Challenge:
Write out all of the data without omission, exactly as shown.

=======

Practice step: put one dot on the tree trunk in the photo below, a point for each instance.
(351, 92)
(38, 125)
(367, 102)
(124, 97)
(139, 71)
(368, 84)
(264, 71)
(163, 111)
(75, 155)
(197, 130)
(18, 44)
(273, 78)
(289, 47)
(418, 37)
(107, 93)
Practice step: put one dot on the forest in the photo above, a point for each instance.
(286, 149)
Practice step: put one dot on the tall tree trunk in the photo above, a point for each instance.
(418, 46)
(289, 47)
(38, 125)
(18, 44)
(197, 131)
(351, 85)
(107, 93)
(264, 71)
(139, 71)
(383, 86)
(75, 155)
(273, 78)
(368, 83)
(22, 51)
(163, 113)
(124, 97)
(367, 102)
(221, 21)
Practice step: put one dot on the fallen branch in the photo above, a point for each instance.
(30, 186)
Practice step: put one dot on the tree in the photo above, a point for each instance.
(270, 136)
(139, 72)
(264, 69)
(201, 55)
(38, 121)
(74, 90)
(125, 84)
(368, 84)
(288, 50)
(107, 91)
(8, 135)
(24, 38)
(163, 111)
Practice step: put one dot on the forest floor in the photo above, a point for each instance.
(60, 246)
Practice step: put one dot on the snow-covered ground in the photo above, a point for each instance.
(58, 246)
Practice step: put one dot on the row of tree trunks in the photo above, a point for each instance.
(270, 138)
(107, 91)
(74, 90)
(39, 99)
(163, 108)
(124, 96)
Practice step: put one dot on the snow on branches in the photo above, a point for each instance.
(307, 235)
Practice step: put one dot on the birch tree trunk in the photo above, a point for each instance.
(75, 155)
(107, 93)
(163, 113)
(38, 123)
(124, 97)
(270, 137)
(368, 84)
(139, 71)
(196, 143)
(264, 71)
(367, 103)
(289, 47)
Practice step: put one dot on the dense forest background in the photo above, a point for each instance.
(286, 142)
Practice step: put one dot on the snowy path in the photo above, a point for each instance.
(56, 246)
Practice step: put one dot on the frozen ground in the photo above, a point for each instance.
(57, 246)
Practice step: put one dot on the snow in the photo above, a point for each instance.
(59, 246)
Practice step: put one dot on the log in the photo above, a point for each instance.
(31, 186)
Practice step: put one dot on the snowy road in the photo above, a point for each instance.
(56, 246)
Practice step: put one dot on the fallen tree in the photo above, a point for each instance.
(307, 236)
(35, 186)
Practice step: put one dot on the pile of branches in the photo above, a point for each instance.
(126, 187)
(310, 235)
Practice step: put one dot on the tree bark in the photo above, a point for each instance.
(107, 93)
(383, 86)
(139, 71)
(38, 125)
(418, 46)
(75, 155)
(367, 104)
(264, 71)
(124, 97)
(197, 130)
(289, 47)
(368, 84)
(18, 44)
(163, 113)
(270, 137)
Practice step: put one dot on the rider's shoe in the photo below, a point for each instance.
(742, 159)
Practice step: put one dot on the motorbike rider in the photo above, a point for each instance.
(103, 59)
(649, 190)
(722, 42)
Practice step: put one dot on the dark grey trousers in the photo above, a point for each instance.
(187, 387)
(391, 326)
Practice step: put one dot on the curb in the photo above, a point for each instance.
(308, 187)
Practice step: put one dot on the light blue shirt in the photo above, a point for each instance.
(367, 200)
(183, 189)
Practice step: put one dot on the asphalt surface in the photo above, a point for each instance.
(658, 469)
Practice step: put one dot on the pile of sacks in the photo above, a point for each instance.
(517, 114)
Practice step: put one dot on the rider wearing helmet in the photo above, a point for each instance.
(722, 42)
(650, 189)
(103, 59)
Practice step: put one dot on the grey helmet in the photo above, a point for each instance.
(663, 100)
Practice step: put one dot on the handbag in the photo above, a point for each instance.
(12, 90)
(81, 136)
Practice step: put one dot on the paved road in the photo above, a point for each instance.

=======

Answer in full:
Practice step: put one dot on the tree trunk in the photo below, a point for each instance.
(351, 92)
(38, 125)
(367, 102)
(124, 97)
(139, 71)
(368, 84)
(264, 71)
(163, 111)
(75, 155)
(197, 130)
(18, 44)
(273, 78)
(289, 47)
(418, 37)
(107, 93)
Practice step: put one dot on the forest in the photo above, a point for each instance.
(286, 149)
Practice step: put one dot on the tall tree trunk in the photo above, a point for each instance.
(418, 46)
(289, 47)
(38, 125)
(18, 44)
(197, 131)
(351, 85)
(107, 93)
(264, 71)
(139, 71)
(383, 86)
(75, 155)
(273, 78)
(368, 83)
(22, 51)
(163, 113)
(124, 97)
(367, 102)
(221, 21)
Practice step: put one dot on the fallen branch in the photo above, a point for each instance.
(30, 186)
Practice step: put one dot on the tree in the photo above, a point for each instance.
(270, 136)
(139, 72)
(264, 69)
(201, 55)
(38, 121)
(74, 90)
(125, 84)
(368, 84)
(288, 50)
(107, 91)
(8, 135)
(24, 38)
(163, 111)
Practice step: put one dot on the forest floor in the photo above, a point for each instance.
(60, 246)
Practice step: put one dot on the snow-covered ground in the photo above, a point for each instance.
(58, 246)
Practice step: put one dot on the row of tree trunks in the photo above, a point for each instance.
(270, 138)
(107, 91)
(74, 90)
(39, 99)
(163, 108)
(124, 96)
Practice step: put one dot on the snow on branches in the photo above, a point for each instance.
(307, 235)
Practice step: put one dot on the birch tree trunk in the photo above, a point for each instance.
(75, 155)
(107, 93)
(163, 113)
(38, 123)
(124, 97)
(270, 137)
(368, 84)
(139, 71)
(196, 143)
(264, 71)
(367, 103)
(289, 47)
Practice step: put one dot on the dense forest background in the photo above, a point for each instance.
(286, 142)
Practice step: put one dot on the snowy path in the photo above, a point for each instance.
(56, 246)
Practice step: put one dot on the frozen ground in the photo above, a point for each instance.
(57, 246)
Practice step: put one dot on the snow in the photo above, a point for each instance.
(59, 246)
Practice step: put one dot on the log in the photo above, a point for each instance.
(31, 186)
Practice step: put one dot on the snowy road in the photo above, a point for each instance.
(56, 246)
Practice step: put one dot on the fallen tree in the photo above, a point for each instance.
(307, 236)
(35, 186)
Practice step: put one dot on the pile of branches in the photo above, a point for each instance.
(126, 187)
(310, 235)
Practice step: put one dot on the tree bark in the photo above, a point for each instance.
(107, 93)
(383, 86)
(139, 71)
(38, 125)
(418, 46)
(75, 155)
(367, 104)
(264, 71)
(124, 97)
(197, 130)
(289, 47)
(368, 84)
(18, 44)
(163, 113)
(270, 137)
Practice step: put one dot on the rider's shoe in the photo below, a point for each instance.
(742, 159)
Practice step: put one dot on the motorbike rider in the photo above, a point for each instance.
(103, 59)
(649, 190)
(722, 42)
Practice step: put one dot on the dark grey trousers in the photo above, a point for each instance.
(187, 387)
(391, 326)
Practice step: put one dot on the curb in the photo above, a point for each instance.
(308, 187)
Practice step: put one dot on the light blue shirt in the photo above, a point for each instance.
(367, 200)
(183, 189)
Practice step: put one dot on the asphalt surface in the photo above, a point for each instance.
(658, 469)
Practice step: put one dot on the pile of sacks in the photo above, a point for each instance.
(517, 114)
Practice step: put one dot on the rider wearing helmet in the photo above, a point for each instance.
(722, 42)
(650, 189)
(103, 59)
Practice step: put one dot on the grey helmet in the photo above, a point for each instance.
(663, 100)
Practice step: put one dot on the handbag in the photo above, a point for each instance.
(12, 90)
(81, 136)
Practice step: put one dot on the paved road in the photo above, a point for each instance.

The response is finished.